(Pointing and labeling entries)

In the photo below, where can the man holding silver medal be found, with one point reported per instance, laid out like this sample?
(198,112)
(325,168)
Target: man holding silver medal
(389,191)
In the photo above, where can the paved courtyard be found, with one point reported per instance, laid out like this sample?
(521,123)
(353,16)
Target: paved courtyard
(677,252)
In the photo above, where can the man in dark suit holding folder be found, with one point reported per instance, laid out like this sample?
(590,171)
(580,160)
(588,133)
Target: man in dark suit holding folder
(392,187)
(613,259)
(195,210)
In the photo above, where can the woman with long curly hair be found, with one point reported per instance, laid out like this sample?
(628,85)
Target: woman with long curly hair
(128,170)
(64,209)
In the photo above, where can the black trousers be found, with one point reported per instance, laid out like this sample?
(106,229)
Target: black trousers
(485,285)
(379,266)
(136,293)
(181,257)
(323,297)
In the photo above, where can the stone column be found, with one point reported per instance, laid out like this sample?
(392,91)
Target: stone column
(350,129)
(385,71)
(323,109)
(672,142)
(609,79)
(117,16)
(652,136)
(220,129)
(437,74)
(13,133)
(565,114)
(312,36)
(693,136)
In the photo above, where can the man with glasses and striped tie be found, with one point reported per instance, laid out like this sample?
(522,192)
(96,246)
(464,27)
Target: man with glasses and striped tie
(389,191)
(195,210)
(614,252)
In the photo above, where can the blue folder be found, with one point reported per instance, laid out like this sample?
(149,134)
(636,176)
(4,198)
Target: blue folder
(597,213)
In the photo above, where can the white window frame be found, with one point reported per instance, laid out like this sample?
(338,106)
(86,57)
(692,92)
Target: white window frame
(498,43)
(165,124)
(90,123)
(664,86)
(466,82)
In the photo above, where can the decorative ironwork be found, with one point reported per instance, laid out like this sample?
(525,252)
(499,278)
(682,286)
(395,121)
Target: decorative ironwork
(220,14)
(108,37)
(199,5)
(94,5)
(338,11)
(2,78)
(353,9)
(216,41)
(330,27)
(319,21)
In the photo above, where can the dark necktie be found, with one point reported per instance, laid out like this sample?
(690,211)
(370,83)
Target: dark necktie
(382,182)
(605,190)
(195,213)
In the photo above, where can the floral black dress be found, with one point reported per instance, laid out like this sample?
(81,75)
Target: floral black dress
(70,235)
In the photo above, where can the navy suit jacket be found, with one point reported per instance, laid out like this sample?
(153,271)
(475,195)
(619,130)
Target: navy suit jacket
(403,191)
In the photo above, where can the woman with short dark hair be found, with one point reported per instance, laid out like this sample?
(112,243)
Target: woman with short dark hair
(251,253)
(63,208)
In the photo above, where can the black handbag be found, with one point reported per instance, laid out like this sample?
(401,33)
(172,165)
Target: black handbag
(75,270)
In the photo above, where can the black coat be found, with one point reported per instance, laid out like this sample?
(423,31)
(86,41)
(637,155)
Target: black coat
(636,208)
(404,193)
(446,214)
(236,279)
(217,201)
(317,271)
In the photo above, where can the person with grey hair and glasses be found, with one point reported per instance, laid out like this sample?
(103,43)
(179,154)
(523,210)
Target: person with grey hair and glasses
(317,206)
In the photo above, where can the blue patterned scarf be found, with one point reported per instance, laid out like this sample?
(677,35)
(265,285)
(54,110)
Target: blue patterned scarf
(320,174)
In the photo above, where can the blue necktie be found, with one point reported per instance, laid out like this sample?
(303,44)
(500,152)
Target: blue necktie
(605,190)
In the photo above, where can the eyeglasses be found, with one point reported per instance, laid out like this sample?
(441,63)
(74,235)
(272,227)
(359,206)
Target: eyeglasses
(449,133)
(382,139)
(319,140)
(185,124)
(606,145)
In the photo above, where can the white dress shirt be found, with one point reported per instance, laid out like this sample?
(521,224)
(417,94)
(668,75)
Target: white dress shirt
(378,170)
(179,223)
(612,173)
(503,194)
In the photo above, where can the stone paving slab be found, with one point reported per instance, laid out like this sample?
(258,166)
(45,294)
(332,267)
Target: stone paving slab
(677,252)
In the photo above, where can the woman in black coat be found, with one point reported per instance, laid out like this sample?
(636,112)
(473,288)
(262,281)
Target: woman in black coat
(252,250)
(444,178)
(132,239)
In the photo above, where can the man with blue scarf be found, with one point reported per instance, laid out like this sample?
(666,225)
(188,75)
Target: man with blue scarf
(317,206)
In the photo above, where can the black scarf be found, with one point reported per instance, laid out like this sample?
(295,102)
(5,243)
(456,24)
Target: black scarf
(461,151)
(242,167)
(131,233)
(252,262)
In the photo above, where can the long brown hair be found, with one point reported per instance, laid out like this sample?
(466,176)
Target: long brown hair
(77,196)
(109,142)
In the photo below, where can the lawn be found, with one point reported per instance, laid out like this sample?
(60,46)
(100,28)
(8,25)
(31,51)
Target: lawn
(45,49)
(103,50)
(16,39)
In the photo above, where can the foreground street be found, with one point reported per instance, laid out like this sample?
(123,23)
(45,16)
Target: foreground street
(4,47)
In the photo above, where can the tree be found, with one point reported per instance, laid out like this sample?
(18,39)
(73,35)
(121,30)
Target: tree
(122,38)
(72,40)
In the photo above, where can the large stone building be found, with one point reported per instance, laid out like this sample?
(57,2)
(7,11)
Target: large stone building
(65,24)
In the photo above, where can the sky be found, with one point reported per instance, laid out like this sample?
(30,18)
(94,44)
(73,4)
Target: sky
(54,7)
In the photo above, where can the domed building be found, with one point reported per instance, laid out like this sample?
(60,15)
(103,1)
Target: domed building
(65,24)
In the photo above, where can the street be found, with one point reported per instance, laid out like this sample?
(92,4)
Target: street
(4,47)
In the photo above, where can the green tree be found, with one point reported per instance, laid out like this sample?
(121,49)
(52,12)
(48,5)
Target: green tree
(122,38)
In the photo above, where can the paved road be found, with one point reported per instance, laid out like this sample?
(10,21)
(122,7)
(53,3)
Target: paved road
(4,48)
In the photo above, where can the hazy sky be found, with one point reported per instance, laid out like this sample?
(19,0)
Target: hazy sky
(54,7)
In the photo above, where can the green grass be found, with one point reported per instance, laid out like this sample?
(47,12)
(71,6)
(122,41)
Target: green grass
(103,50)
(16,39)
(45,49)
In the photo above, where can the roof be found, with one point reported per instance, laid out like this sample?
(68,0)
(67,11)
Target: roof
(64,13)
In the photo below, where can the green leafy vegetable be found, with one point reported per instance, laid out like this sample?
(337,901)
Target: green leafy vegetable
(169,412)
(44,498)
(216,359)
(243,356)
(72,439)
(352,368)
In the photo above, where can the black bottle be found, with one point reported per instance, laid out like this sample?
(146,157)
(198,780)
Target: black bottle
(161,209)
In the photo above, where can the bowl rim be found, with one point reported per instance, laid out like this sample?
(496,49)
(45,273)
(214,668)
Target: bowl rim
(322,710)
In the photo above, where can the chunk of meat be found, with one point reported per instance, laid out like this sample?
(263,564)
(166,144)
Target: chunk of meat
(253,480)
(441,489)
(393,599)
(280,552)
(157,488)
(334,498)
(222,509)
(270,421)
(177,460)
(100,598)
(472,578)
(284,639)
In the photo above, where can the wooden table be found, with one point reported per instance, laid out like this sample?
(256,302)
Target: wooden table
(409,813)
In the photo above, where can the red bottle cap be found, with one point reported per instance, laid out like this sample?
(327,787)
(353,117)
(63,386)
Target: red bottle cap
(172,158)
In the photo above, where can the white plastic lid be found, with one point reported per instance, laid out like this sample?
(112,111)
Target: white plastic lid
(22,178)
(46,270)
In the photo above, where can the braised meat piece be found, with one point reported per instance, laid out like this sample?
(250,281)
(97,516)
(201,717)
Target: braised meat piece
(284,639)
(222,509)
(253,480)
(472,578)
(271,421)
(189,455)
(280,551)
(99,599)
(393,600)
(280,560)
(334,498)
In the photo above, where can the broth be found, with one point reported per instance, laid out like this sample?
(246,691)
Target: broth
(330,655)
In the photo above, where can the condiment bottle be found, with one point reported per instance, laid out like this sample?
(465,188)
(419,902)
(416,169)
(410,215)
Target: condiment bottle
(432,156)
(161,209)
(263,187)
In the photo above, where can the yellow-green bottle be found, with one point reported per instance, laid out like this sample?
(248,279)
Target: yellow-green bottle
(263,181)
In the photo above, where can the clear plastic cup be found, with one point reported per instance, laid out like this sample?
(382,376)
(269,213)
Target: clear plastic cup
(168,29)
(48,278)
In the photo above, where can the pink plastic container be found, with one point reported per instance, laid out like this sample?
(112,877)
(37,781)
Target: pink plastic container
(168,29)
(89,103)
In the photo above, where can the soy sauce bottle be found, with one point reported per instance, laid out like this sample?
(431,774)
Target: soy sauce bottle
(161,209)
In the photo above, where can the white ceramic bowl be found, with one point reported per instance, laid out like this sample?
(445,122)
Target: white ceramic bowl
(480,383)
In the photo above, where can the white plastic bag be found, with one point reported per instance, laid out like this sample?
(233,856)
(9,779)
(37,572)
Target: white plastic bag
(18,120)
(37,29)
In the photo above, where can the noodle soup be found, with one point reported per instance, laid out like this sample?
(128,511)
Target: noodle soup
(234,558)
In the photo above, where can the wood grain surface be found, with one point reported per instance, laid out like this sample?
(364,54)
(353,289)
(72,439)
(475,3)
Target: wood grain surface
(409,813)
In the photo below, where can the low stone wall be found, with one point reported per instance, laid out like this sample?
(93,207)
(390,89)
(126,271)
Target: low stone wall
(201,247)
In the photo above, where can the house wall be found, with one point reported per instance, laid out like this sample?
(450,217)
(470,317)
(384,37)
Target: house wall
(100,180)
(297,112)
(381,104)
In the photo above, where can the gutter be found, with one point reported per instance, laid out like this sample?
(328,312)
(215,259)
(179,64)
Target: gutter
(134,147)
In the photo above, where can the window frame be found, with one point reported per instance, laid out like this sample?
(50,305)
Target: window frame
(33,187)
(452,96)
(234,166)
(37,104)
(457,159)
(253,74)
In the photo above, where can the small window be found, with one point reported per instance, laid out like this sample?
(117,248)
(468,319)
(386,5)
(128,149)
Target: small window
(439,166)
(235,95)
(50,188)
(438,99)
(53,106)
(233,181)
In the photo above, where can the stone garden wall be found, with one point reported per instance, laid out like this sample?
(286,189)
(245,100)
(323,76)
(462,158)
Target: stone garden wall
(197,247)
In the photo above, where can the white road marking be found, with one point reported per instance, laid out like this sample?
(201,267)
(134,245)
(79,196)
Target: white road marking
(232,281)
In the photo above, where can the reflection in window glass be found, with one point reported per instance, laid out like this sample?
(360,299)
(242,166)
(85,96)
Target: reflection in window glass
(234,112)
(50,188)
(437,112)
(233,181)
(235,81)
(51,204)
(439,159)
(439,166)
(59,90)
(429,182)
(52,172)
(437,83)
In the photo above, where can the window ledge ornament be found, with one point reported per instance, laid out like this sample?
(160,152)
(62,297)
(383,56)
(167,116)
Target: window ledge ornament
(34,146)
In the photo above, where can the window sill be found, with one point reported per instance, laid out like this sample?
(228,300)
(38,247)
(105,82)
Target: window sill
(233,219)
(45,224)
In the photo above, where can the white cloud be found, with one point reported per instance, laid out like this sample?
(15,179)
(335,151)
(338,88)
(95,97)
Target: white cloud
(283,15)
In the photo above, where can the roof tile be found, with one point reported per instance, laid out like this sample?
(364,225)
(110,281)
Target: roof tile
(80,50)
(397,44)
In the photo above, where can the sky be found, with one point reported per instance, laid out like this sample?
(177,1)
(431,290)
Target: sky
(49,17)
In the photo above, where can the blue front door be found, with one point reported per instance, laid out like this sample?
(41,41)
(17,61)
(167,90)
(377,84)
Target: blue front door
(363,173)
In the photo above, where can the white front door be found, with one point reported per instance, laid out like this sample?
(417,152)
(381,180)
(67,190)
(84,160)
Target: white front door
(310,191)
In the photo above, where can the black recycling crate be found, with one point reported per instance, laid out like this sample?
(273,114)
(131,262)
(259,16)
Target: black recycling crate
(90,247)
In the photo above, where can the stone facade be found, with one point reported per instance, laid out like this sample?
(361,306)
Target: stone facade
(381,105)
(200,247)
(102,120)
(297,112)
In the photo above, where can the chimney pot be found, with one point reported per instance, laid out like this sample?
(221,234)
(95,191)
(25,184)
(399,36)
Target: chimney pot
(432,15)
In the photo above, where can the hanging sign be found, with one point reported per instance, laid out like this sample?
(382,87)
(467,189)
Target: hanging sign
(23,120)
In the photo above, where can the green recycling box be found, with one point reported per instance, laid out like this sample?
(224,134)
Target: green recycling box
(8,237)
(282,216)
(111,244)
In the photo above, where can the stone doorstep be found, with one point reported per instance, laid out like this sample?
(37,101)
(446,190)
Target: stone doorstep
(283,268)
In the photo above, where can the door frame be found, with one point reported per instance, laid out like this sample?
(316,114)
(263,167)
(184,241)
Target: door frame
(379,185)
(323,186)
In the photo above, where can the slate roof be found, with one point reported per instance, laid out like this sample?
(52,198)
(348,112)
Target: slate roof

Directions: Exactly reproduce the lines from the one containing "In the photo above, where can the roof tile" through the end of the records, and only those lines.

Full answer:
In the photo above, where can the roof tile be found, with one point reported per instance, laid out like this sample?
(364,225)
(110,281)
Target: roof tile
(80,50)
(397,44)
In the photo above, where can the sky be found, with one point reported per instance, laid out like this sample?
(177,1)
(431,290)
Target: sky
(49,17)
In the photo above, where can the blue front door be found, with one point reported per instance, laid out like this sample?
(41,41)
(17,61)
(167,90)
(377,84)
Target: blue front door
(363,173)
In the photo above, where can the white front door be found, with one point reported per instance, laid out like this sample?
(417,152)
(381,180)
(67,190)
(84,160)
Target: white front door
(310,191)
In the photo above, where can the black recycling crate be found, with one point reported per instance, laid out like this sample?
(273,114)
(131,262)
(259,16)
Target: black recycling crate
(90,247)
In the photo above, where can the stone facade be found, with one point reported per instance, laid out like this sample?
(361,306)
Target: stone facade
(381,105)
(200,247)
(102,120)
(297,112)
In the photo above, where can the chimney pot be found, with one point reported per instance, laid out like this sample?
(221,234)
(95,191)
(25,184)
(399,36)
Target: chimney pot
(432,15)
In the photo above, where can the hanging sign be found, with one point reported per instance, laid out like this sample?
(382,87)
(467,189)
Target: hanging sign
(23,120)
In the photo above, where can the green recycling box be found, with one point reported per instance, laid out like this sample?
(224,134)
Target: green recycling box
(8,237)
(282,216)
(111,244)
In the photo above, where can the stone doorstep be found, with one point reported per instance, laid out like this sample?
(37,101)
(446,190)
Target: stone doorstep
(283,268)
In the photo above, where can the door frame be found, with one point reported per instance, laid out like this sample?
(316,114)
(263,167)
(184,241)
Target: door frame
(379,185)
(323,186)
In the photo above, where can the slate roof be found, with one point reported per instance, laid out like this sample?
(52,198)
(348,112)
Target: slate roof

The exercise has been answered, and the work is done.